» **PROMPT**
Find all the lines in the material below with the word "green", and copy them.

» **DATA SECTION**
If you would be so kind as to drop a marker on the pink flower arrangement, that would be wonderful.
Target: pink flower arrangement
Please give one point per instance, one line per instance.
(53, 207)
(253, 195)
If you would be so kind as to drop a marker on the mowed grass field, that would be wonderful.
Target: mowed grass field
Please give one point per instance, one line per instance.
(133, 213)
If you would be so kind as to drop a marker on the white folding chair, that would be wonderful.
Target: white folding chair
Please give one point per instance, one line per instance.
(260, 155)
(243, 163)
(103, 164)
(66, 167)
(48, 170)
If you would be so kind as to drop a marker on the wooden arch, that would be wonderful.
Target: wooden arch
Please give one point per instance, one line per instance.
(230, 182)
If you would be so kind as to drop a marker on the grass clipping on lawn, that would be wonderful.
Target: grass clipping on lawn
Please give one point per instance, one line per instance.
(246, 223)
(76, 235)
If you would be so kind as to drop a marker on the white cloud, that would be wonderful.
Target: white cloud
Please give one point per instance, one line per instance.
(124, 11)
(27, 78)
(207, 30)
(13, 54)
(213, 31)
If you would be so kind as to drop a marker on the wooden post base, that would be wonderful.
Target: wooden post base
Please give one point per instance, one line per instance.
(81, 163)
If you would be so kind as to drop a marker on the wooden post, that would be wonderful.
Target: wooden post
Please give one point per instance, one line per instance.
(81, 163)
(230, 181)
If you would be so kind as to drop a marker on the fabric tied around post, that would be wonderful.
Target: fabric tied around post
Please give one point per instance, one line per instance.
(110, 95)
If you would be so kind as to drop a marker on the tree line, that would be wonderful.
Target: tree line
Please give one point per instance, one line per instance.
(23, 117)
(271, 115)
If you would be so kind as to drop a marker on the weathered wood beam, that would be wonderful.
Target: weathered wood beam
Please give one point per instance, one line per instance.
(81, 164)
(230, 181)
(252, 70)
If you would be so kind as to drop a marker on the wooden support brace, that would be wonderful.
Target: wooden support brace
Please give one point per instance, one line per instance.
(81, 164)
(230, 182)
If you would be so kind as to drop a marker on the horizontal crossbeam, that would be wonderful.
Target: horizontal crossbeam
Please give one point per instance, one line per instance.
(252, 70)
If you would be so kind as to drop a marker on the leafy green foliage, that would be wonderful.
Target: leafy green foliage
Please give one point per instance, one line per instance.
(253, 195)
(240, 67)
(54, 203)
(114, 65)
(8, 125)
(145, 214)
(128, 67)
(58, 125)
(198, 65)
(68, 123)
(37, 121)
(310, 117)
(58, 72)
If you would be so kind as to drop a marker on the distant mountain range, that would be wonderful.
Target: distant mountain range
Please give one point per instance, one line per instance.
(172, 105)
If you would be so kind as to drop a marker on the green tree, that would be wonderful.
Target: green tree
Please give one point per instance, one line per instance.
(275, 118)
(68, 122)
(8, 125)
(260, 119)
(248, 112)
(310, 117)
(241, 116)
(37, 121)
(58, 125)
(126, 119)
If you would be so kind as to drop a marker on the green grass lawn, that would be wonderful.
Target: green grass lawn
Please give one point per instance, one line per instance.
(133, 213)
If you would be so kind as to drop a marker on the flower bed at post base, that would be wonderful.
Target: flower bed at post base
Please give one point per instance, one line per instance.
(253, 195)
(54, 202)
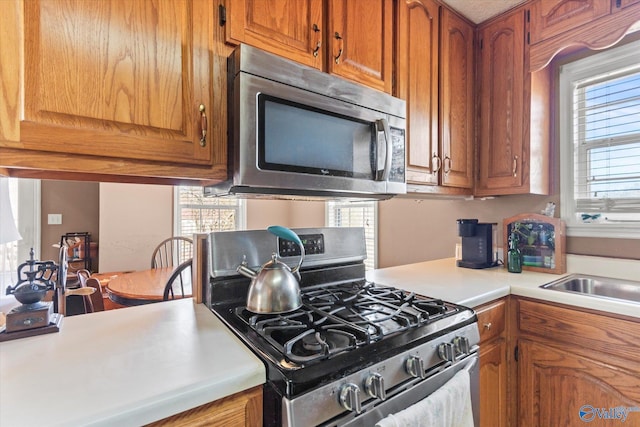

» **SOLUTION TO THE PROBLEM**
If you would be so kind as to drop a marker on the leafy green foliage, that would be wonderful.
Target: leafy green foliage
If you would be so kind as to drop a marker on the green tree, that would be wonderful.
Target: green tree
If you would be so kind as to drop a marker on the green grass lawn, that would be wonderful.
Target: green grass lawn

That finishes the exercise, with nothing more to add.